▶ **Work to complete**
(1) Using the Grant text, decide whether each statement agrees with it, answering yes or no and quoting the deciding words: (a) Effat College opened with 37 students. (b) The team's 20-page proposal was accepted. (c) Grant earned her Ph.D. at Oberlin College.
(2) Rewrite the portion of the Grant text between "How did I begin" and "it was rejected!", inclusive, substituting "autumn" for "spring".

▶ **Text shown**
Marcia A. Grant '60
Marcia Grant, as a teacher, diplomat, educational administrator and college founder, you have, with extraordinary passion and wisdom, built deeper mutual understanding, wider embrace of fine education and firmer commitment to cooperative endeavor across a global world.
The complete charge from President Alfred H. Bloom is available here.
President Bloom, Members of the Board, Faculty, Honored Guests, Graduating Seniors, Families and Friends.
Salaam Aleikum. Good morning.
I am profoundly moved by this honor you're bestowing on me today. The thought of addressing this graduating class has carried me through some rocky moments in health and my work in Karachi, Pakistan this past winter and spring. So thank you for this remarkable recognition.
As a student at Swarthmore in the late 1950s, I was known for having many international schemes and dreams, for my California enthusiasm, and for what I will describe as a "divine discontent," a passion for cutting edge ideas. As many of my classmates did, I went on to get a Ph.D. Mine was in international relations from the London School of Economics, and I lived for many years in Nigeria, returning to the U.S. to teach political ccience. A career in education and diplomacy took me to Africa, Latin America and Europe, but had a different shape from that of my male colleagues and friends. I had to fight nepotism rules and was the first tenured professor at Oberlin College to have a child when there was no maternity leave. At the age when my friends and colleagues began their retirements, I was asked to start Effat College in Jeddah, Saudi Arabia.
How did I begin a career of creating liberal arts colleges in the Muslim world in my sixties?
It began in the spring of 1999. I was asked to visit Princess Lolwah al Faisal in Jeddah, as part of a team of senior academic administrators, to see how we could help start a liberal arts college for women, the first institution of its kind in Saudi Arabia. After our visit, we submitted a 20-page proposal, with important-sounding recommendations, and a five-year implementation time-line — and it was rejected!
I felt disconsolate, as I knew intuitively that I had the skill-set that the Faisal Family needed to establish Effat College. So I did what my mother had always taught me: I wrote a thank you note. In a single page I drew up my vision of the college. What I learned later was that there was no one in Jeddah qualified to interpret the jargon in our first official proposal, but that my simple thank you note showed my willingness to help the Princess. Within a few days, I was invited to Saudi Arabia. I arrived in Jeddah on August 2 and we opened Effat College on September 8 with 37 students. The college has now been in operation for eight years, with 260 students and 42 professors.

▶ **Data rows**
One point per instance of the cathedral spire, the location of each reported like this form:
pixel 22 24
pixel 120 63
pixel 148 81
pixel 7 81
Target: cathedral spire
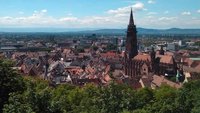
pixel 131 21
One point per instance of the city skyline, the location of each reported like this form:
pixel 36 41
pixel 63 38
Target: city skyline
pixel 99 14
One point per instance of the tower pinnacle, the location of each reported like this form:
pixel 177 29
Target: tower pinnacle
pixel 131 21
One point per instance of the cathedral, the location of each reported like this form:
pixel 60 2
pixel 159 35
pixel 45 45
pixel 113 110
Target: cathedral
pixel 138 64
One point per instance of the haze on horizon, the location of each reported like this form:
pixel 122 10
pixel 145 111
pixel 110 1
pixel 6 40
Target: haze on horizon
pixel 159 14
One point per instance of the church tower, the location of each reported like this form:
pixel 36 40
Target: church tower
pixel 131 39
pixel 131 45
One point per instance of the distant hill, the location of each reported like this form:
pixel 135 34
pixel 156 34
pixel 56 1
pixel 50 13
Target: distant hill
pixel 145 31
pixel 104 31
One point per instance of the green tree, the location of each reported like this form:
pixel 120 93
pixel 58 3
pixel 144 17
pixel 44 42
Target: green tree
pixel 10 81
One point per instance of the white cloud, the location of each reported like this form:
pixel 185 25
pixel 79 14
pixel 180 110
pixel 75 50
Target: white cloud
pixel 152 13
pixel 136 7
pixel 167 18
pixel 186 13
pixel 21 12
pixel 151 1
pixel 166 12
pixel 44 11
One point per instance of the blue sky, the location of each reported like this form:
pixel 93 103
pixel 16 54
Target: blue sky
pixel 99 13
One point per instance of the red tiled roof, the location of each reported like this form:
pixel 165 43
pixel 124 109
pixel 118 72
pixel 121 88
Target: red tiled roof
pixel 143 57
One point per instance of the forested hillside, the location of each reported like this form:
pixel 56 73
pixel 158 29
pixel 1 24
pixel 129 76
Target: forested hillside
pixel 20 94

▶ **Solved tasks**
(1)
(a) Yes: "we opened Effat College on September 8 with 37 students"
(b) No: "and it was rejected!"
(c) No: "Mine was in international relations from the London School of Economics"

(2)
How did I begin a career of creating liberal arts colleges in the Muslim world in my sixties?
It began in the autumn of 1999. I was asked to visit Princess Lolwah al Faisal in Jeddah, as part of a team of senior academic administrators, to see how we could help start a liberal arts college for women, the first institution of its kind in Saudi Arabia. After our visit, we submitted a 20-page proposal, with important-sounding recommendations, and a five-year implementation time-line — and it was rejected!